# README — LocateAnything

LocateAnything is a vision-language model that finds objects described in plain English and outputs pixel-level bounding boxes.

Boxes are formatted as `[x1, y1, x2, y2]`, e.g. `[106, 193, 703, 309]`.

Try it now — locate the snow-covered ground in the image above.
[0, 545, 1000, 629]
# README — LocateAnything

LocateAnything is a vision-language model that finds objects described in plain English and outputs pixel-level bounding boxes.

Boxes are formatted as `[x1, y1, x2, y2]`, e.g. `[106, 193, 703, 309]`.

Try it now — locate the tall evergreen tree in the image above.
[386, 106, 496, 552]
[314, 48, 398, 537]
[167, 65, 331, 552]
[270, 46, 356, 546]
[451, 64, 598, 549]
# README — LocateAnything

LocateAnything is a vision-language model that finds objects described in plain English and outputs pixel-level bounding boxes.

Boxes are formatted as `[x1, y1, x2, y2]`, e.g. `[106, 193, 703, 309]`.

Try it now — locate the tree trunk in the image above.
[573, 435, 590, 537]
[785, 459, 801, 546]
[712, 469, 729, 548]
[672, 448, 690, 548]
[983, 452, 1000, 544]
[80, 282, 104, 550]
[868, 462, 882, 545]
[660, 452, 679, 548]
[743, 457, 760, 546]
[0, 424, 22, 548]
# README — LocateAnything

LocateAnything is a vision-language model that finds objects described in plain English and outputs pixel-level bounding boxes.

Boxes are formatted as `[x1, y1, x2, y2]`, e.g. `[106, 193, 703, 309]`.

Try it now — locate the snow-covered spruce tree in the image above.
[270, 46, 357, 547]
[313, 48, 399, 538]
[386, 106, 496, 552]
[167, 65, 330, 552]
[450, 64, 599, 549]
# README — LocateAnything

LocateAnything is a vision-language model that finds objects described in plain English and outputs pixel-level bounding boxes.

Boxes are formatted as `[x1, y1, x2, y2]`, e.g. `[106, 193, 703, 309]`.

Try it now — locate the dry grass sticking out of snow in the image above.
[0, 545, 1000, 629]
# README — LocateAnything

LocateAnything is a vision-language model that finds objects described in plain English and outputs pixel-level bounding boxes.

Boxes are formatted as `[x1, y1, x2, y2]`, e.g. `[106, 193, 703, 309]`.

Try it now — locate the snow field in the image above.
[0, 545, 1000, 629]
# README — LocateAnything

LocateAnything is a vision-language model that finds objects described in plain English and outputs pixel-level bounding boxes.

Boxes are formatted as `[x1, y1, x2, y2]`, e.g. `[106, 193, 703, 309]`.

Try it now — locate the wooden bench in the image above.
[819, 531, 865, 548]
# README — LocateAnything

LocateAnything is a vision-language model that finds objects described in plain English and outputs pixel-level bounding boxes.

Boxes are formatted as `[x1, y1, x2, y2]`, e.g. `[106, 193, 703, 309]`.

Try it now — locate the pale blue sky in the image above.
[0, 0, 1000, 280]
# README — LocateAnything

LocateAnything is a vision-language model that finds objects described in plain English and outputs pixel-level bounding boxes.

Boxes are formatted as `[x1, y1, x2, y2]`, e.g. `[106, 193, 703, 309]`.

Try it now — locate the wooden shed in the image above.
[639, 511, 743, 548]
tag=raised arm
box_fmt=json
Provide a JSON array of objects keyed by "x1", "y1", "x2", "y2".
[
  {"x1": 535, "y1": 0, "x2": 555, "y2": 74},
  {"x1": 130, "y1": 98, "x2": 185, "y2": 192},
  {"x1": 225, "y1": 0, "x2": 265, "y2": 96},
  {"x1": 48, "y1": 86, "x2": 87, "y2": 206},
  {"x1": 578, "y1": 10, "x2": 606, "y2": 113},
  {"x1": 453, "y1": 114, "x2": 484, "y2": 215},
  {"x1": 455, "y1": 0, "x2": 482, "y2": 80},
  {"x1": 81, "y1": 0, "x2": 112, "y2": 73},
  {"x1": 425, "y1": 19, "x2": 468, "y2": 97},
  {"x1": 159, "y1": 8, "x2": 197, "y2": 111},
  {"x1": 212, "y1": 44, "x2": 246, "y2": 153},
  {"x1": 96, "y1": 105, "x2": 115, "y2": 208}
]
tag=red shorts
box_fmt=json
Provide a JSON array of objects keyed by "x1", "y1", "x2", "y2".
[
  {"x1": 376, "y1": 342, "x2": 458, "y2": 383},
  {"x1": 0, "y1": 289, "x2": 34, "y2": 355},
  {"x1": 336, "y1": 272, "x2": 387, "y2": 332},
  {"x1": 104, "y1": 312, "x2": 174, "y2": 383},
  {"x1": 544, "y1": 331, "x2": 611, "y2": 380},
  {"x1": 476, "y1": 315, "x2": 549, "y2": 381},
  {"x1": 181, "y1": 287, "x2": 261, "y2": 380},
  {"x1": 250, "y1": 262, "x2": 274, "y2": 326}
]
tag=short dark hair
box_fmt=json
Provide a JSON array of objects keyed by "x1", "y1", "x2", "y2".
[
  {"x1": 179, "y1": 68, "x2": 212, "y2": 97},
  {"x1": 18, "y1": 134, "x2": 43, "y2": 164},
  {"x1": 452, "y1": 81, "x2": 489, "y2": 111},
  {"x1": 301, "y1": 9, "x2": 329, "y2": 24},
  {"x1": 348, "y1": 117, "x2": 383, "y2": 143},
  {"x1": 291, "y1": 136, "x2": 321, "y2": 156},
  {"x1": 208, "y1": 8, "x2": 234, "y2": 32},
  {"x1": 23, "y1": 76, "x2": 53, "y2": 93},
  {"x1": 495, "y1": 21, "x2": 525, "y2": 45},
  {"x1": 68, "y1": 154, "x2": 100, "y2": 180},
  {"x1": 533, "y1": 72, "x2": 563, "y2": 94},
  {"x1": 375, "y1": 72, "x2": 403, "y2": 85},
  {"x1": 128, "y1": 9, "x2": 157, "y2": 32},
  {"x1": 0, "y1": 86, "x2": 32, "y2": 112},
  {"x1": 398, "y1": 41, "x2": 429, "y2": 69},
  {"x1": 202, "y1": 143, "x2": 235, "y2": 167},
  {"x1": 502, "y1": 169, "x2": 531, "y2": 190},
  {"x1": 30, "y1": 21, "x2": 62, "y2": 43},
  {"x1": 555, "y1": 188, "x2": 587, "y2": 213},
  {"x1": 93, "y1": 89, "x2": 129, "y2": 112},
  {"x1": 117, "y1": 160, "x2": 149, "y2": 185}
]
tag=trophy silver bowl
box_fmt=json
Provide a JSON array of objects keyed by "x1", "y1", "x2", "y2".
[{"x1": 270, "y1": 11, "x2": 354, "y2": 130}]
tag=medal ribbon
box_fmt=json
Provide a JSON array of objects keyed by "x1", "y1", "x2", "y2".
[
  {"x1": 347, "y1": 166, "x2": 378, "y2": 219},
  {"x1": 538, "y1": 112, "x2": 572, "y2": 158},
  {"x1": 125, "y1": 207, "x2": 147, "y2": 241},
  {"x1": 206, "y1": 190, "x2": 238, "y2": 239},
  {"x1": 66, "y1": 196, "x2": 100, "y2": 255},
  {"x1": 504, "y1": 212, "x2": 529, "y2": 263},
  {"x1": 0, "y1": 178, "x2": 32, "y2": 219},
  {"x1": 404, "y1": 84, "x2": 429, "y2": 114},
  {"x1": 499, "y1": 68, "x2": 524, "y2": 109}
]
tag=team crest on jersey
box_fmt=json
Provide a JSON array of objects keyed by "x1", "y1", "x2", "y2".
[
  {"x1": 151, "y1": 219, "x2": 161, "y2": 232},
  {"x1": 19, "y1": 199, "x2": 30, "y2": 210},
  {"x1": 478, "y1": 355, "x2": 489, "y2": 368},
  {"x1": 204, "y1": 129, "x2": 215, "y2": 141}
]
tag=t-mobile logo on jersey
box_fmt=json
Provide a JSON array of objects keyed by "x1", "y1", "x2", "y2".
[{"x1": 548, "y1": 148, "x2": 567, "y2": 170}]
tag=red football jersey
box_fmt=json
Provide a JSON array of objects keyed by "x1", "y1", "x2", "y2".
◆ ◆ ◆
Set problem
Reproduce the stretch from the start of the records through the line containing "[0, 424, 22, 548]", requests included. Add -110 to every bounding-box coordinate in the answers, and leave the numbers in the requests and their format samples unchanged.

Finished answer
# README — LocateAnything

LocateAnything is a vision-language model that finds objects described in plain English and outputs pixel-level bounding boxes.

Boxes are formatted as `[x1, y1, x2, y2]`, e.g. `[106, 193, 703, 309]`.

Try it now — locate the snow-covered ground in the image above.
[-110, 435, 890, 519]
# README — LocateAnything

LocateAnything is a vision-language model that finds objects described in plain English and outputs pixel-level bounding boxes.

Boxes are formatted as `[x1, y1, x2, y2]`, e.g. `[106, 193, 703, 309]`.

Try it now — locate the tall evergreen tree in the image above.
[276, -4, 386, 442]
[204, -62, 288, 427]
[57, -45, 221, 442]
[160, -64, 246, 436]
[341, -46, 488, 439]
# README — LocateAnything

LocateAnything is a vision-language model that finds objects described in plain English and outputs pixel-level bounding boxes.

Boxes are formatted as `[x1, y1, x2, y2]`, e.g. `[106, 193, 703, 309]`.

Try it now — locate the tree trunk in the image above.
[463, 325, 480, 427]
[675, 349, 691, 436]
[602, 359, 619, 438]
[562, 338, 580, 438]
[873, 342, 890, 434]
[-30, 172, -6, 440]
[758, 352, 772, 435]
[550, 342, 569, 438]
[633, 347, 650, 436]
[-110, 314, -88, 438]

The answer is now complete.